Extract to read ->
Study credits herd immunity for stopping avian cholera among sea ducks

New research published in Scientific Reports shows that herd immunity was instrumental in stopping avian cholera from infecting and destroying a population of Arctic-nesting sea ducks in Canada’s North.

Avian cholera, which is caused by the bacterium Pasteurella multocida, is a common and important infectious disease of wild birds in North America.

In this study, researchers from Carleton University (CU) and scientists at Environment and Climate Change Canada (ECCC) followed the effects of avian cholera over an eight-year period on a population of northern common eider ducks returning to breed in Nunavut. This large sea duck species breeds in the Arctic and nests on northern islands or coasts with rocky shorelines.

A senior author of the study is ECCC research scientist Dr. Catherine Soos, an adjunct professor in the Western College of Veterinary Medicine’s Department of Veterinary Pathology at the University of Saskatchewan (USask).

Items from a data source:
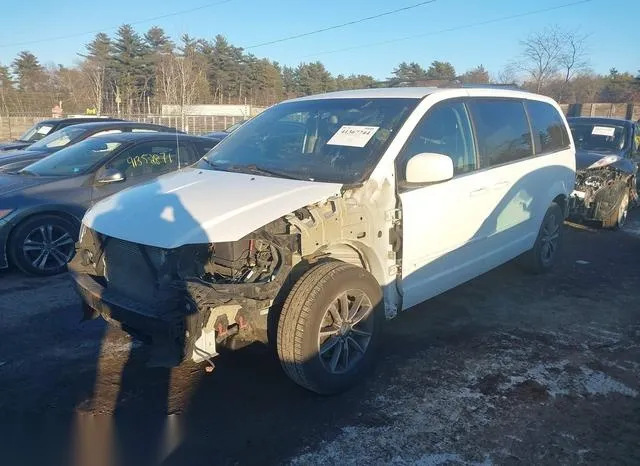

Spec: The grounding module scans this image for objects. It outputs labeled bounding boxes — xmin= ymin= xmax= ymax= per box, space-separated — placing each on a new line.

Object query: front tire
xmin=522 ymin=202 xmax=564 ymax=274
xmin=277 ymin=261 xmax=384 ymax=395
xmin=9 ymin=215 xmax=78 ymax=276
---
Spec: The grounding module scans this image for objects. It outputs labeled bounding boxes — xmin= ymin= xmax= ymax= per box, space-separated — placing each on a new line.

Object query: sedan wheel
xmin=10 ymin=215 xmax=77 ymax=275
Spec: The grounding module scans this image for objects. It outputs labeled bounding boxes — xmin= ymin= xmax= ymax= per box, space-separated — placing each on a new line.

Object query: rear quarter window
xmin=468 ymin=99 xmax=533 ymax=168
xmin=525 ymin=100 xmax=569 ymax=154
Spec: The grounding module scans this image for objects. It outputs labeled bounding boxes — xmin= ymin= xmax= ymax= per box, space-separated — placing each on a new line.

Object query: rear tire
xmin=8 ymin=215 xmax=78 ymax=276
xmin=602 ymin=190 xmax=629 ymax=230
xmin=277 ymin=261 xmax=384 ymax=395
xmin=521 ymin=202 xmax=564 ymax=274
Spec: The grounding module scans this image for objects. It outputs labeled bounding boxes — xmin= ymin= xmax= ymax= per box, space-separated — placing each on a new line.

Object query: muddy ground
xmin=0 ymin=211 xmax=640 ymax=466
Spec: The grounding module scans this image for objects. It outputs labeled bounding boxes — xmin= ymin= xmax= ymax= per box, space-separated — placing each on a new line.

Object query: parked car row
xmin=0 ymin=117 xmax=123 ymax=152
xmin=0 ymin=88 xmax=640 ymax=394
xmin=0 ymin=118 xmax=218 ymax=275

Exercise details -> Resume the article on herd immunity and avian cholera in sea ducks, picking up right after its final sentence. The records stand as material of their own, apart from the text.

Solved problem ->
The research team had already established a long-term study on duck population ecology on Mitivik Island in Nunavut, so they were in the rare position to study the emergence and dynamics of the disease epidemic in the wild over multiple years.

Between 2005 and 2012, avian cholera was responsible for annual mortality of varying degrees in the sea ducks. Death rates initially climbed as high as 36 per cent among breeding females, and collectively, deaths from avian cholera caused a 50 per cent decline in the eider breeding population. In a single breeding season alone, up to 3,000 nesting hens of an estimated population of 8,000 birds died due to avian cholera.

But over time, the duck population’s annual mortality rate from avian cholera gradually declined to the point that researchers have detected little to no avian cholera-related deaths in recent years.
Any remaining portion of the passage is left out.